Input for this task
=== Section Start ===
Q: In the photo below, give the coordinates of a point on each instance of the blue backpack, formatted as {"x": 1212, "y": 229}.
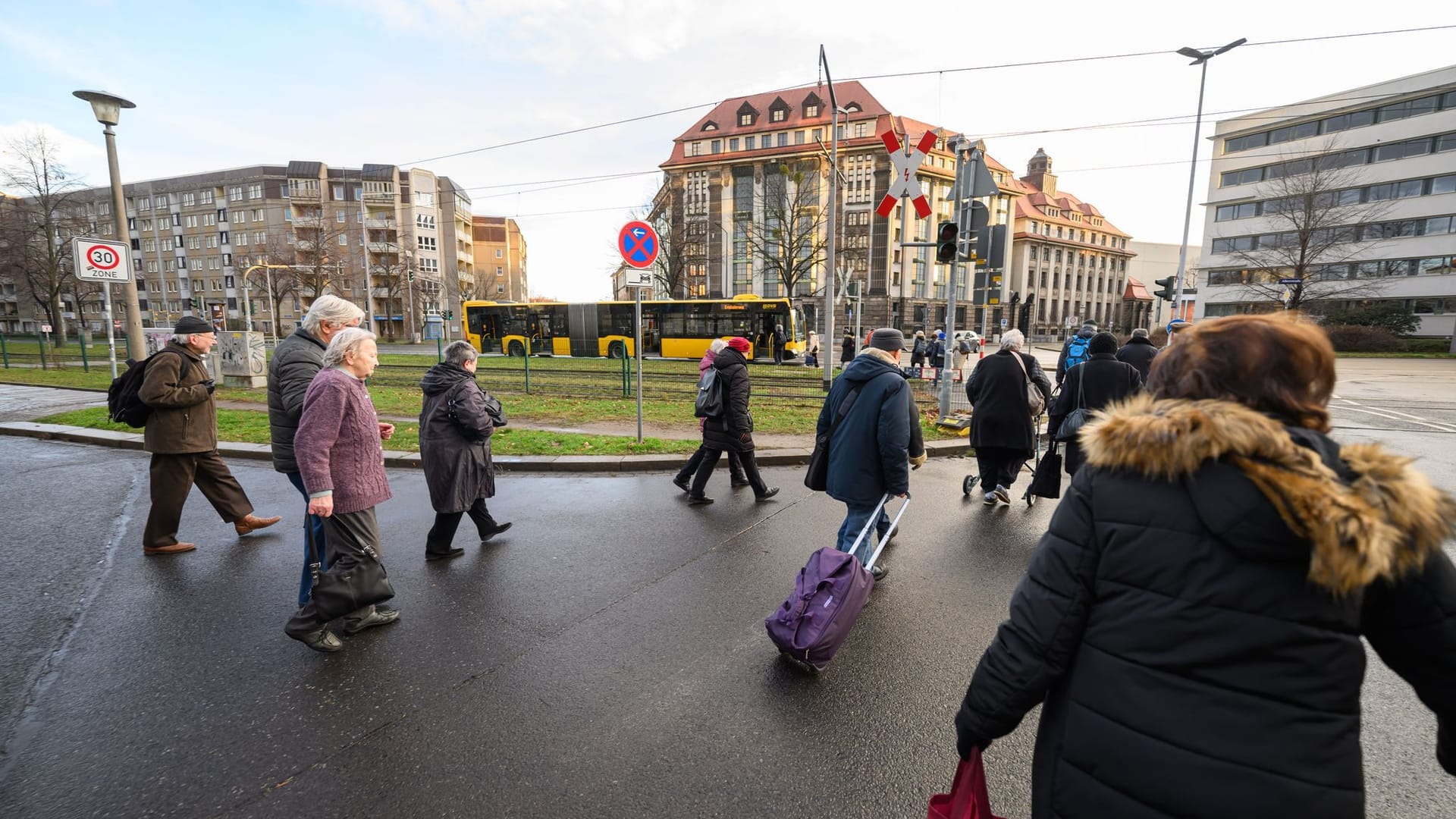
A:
=== Section End ===
=== Section Start ===
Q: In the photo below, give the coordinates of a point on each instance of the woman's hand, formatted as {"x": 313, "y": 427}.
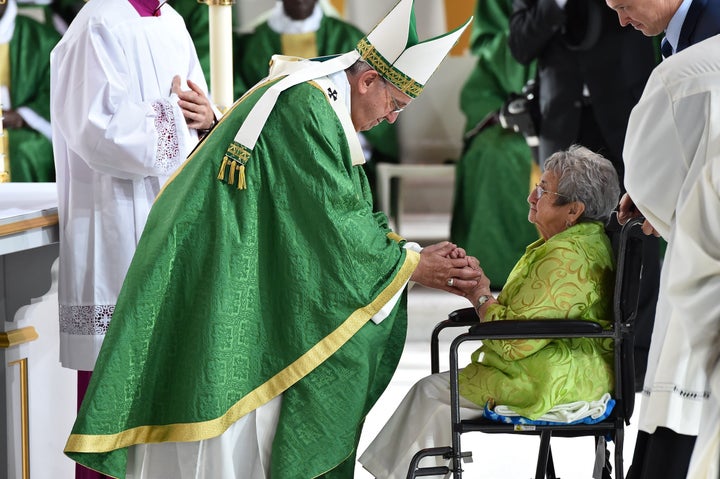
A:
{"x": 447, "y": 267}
=== Section End ===
Aim of the exercise
To answer, copy each line from the material above that has the word "instance".

Worked solution
Q: In the photo below, give the coordinates of a point on each instance of the blue backpack, formatted as {"x": 1212, "y": 229}.
Q: In the photo below, give the coordinates of a point on each instance of the woman's hand, formatted as {"x": 313, "y": 427}.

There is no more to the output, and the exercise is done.